Please print only the top portion of the entries below, ending with the line that contains "311 197 L 350", exactly as written.

[Opening Provided material section]

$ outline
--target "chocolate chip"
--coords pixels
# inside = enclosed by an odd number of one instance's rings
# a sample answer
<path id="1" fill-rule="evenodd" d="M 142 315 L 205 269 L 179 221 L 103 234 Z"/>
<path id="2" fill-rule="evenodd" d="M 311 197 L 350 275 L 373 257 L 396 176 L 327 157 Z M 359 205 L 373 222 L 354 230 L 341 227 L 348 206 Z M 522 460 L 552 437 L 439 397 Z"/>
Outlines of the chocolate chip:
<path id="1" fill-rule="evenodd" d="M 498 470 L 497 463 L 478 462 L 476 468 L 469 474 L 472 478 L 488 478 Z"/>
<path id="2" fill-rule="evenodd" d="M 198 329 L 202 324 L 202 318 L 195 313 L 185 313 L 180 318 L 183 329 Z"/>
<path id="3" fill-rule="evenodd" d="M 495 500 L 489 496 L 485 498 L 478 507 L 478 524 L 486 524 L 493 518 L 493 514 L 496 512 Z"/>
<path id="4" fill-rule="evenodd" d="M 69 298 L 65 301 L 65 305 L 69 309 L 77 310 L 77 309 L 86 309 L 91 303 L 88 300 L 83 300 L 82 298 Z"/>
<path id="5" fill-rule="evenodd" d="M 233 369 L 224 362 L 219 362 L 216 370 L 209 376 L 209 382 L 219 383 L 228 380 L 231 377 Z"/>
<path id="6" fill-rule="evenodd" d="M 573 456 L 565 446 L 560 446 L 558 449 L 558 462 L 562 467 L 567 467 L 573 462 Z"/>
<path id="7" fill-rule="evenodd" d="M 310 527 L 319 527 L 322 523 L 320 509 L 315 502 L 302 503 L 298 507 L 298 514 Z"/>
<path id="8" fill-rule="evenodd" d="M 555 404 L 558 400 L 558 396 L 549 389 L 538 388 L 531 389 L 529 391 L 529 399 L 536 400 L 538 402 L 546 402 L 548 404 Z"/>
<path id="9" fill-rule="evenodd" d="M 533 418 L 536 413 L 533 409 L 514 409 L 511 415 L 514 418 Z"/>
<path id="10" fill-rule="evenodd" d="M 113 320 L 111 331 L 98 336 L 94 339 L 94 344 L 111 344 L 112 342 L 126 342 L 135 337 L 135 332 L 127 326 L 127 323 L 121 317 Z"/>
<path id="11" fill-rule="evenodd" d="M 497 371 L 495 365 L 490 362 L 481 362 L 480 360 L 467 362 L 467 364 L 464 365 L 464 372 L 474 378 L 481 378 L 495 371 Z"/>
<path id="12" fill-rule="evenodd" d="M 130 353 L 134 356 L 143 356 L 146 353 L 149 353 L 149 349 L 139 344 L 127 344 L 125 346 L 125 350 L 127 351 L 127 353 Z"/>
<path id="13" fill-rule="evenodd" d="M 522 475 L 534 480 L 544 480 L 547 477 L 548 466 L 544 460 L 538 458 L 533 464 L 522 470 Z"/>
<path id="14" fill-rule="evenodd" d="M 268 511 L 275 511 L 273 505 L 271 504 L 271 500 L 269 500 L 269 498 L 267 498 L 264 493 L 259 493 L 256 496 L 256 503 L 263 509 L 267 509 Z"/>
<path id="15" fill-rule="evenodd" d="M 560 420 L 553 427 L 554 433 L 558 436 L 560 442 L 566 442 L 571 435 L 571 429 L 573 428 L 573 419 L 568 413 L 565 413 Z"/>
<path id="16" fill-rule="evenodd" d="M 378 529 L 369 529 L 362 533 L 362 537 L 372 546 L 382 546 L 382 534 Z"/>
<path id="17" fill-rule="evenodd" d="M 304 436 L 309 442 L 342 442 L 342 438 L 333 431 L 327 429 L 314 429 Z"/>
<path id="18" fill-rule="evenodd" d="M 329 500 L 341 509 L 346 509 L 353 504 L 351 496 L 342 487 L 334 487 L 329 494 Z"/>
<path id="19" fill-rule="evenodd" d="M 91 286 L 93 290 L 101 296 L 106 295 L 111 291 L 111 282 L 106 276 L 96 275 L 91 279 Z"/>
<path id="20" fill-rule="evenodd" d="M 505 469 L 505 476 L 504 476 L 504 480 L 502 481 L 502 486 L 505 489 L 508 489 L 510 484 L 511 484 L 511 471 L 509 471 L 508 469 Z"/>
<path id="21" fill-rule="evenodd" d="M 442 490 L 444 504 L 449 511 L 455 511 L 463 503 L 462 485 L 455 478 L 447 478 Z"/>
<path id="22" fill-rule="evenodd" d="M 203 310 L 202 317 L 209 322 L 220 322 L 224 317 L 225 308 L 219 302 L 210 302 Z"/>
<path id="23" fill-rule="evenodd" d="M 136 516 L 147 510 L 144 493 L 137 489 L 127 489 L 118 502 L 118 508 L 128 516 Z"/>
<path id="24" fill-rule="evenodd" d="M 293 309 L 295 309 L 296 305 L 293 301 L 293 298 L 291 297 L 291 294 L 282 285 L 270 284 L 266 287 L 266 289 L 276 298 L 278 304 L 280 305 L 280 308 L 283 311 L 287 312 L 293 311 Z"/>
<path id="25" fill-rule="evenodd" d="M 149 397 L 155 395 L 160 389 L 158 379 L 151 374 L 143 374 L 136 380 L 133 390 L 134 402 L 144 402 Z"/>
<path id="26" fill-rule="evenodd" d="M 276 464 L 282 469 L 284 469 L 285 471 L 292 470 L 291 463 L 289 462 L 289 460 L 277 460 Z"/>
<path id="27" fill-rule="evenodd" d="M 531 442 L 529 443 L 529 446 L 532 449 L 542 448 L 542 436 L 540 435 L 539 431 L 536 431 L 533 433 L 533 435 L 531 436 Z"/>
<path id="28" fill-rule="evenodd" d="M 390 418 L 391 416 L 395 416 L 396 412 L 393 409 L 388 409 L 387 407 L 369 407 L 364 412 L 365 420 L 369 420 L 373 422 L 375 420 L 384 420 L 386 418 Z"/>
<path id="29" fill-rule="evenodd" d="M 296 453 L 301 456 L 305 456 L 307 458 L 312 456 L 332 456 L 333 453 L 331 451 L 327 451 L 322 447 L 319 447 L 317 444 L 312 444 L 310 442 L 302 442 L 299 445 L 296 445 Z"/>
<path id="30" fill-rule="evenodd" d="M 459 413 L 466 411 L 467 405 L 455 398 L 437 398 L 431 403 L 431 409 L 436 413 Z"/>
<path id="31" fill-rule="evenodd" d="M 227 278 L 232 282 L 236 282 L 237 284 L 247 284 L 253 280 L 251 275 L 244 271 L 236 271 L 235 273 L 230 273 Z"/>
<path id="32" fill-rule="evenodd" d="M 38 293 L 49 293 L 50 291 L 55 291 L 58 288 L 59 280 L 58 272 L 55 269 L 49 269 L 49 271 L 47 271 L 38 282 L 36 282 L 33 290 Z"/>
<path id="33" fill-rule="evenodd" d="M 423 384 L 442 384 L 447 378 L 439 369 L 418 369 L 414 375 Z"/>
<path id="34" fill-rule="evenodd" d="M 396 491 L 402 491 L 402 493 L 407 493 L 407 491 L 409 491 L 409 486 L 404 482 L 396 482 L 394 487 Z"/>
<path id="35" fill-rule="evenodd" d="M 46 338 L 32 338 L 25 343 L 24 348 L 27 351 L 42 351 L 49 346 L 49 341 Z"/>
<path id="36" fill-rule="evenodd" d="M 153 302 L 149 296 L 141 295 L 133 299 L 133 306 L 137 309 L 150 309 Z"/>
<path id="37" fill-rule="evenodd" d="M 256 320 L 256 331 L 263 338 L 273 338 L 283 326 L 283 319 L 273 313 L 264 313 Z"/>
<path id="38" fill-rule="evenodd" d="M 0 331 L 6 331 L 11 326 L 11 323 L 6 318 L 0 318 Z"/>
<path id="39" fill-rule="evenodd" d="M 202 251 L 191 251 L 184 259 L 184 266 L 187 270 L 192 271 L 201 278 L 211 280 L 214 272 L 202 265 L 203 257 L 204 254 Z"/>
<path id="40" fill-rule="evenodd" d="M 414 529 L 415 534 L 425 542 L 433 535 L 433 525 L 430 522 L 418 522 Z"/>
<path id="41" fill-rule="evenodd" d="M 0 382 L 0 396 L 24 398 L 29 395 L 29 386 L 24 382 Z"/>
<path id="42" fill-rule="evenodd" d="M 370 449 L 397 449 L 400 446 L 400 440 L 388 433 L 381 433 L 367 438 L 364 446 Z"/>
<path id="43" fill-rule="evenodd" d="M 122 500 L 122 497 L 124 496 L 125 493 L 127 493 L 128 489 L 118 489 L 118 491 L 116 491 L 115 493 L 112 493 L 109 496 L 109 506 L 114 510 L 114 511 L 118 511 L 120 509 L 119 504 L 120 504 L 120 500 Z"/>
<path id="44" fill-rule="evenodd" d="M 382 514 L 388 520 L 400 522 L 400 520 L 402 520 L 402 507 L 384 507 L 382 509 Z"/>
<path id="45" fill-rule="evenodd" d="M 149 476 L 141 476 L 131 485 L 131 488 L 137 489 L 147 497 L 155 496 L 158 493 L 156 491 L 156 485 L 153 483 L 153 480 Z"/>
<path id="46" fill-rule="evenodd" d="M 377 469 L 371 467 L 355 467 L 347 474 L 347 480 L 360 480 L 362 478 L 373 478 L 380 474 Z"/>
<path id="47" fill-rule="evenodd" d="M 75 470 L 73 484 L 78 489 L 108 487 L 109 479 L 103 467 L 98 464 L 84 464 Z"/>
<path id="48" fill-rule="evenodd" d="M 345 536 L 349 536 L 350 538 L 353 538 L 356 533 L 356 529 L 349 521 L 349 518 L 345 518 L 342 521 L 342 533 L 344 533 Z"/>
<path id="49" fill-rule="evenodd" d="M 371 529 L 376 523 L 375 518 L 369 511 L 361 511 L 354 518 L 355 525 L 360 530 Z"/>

[Closing Provided material section]

## Task response
$ outline
--target "chocolate chip"
--coords pixels
# inside = enclosed by an odd number of one instance's rings
# a sample answer
<path id="1" fill-rule="evenodd" d="M 142 315 L 205 269 L 179 221 L 103 234 Z"/>
<path id="2" fill-rule="evenodd" d="M 311 197 L 350 275 L 373 257 L 396 176 L 327 157 Z M 359 205 L 373 222 L 354 230 L 341 227 L 348 206 Z M 522 460 L 552 437 L 439 397 Z"/>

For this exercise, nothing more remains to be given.